## Detection annotation records
------------

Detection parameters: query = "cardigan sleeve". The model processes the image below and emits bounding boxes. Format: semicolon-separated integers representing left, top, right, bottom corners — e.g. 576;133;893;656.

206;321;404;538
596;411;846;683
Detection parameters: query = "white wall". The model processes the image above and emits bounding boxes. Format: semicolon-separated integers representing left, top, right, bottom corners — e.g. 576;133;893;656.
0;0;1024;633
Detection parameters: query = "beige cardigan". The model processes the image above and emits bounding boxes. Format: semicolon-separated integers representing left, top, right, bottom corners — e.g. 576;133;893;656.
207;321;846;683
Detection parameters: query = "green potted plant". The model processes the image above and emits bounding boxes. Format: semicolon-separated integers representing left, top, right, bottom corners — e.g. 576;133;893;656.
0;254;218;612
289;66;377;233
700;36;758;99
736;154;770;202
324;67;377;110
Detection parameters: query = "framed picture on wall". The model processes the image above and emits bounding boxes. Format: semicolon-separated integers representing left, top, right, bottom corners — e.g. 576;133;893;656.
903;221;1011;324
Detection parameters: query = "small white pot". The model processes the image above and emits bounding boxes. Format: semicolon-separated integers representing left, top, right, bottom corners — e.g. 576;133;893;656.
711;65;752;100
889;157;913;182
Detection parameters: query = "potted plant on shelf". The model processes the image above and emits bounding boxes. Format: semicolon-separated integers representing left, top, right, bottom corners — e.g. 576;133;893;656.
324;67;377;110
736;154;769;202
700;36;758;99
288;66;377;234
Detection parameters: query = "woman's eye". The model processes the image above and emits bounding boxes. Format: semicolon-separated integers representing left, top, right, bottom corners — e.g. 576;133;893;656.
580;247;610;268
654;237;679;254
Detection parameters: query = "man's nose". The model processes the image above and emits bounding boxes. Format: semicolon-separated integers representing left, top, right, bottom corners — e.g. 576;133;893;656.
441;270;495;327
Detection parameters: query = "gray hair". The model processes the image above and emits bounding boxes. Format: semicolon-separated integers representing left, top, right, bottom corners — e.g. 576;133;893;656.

------------

## GIVEN INSTRUCTION
Copy out all of the data above line for line, leaving every character unchanged.

## RESULT OF THIS EXERCISE
Detection parameters: query = "cardigan sleeve". The model processes the image below and emits bounding boxes. Format: semicolon-separated integers representing left, top, right, bottom corners — e.g. 576;133;893;656.

206;321;404;538
596;411;846;683
Detection parameters: query = "white wall". The model processes the image above and emits bounding boxes. Format: semicolon-separated integers representing left, top, right, bottom corners — e.g. 576;133;893;656.
0;0;1024;633
Detection parameters: query = "beige cardigan". The model processes the image above and emits bounding boxes. Format: semicolon-separated integers representing left, top, right, bottom corners — e.g. 576;133;893;656.
207;321;846;683
Detection parameters: query = "green potted plant". The model processes the image above and emits bounding boxes. Format: semicolon-separated integers representing left, top, right, bottom corners — e.g. 576;133;893;656.
0;254;218;612
289;66;377;233
700;36;758;99
736;154;770;202
324;67;377;110
Detection parameters: query = "framed picture on wall". The model processes the image above and emits bounding boxes. Format: semicolon-separated integers representing left, top, right, bottom corners — e.g. 576;133;893;656.
903;221;1011;324
Detection parameters: query = "small white pot". The model processes the image above and emits bounding boxes. Format: semicolon-separated integers representing left, top, right, bottom corners — e.g. 576;133;893;656.
711;65;752;100
889;157;913;182
Detection parameters: query = "potted plant on shelf". The model processes the image above and emits bounding boxes. Format: semicolon-separated integers representing left, top, right, bottom corners — e.g. 576;133;893;656.
324;67;377;110
736;154;769;202
700;36;758;99
288;66;377;234
Detection parameters: query = "woman's eye". The model processes the image above and emits bounding boxes. Format: semicolon-separated integers representing left, top, right, bottom corners — e.g. 576;133;893;656.
580;247;610;268
654;237;679;254
Detection parameters: query = "man's nose". The model processes the image above and emits bounding boxes. Format: semicolon-separated integers representing left, top, right, bottom corners — e.g. 576;133;893;656.
441;270;495;327
Detection parameters: query = "gray hair". The model processes the image above and emits bounding boxes. Format: semicolon-separated integers representing left, top, right, bottom corners — e.g. 576;133;893;656.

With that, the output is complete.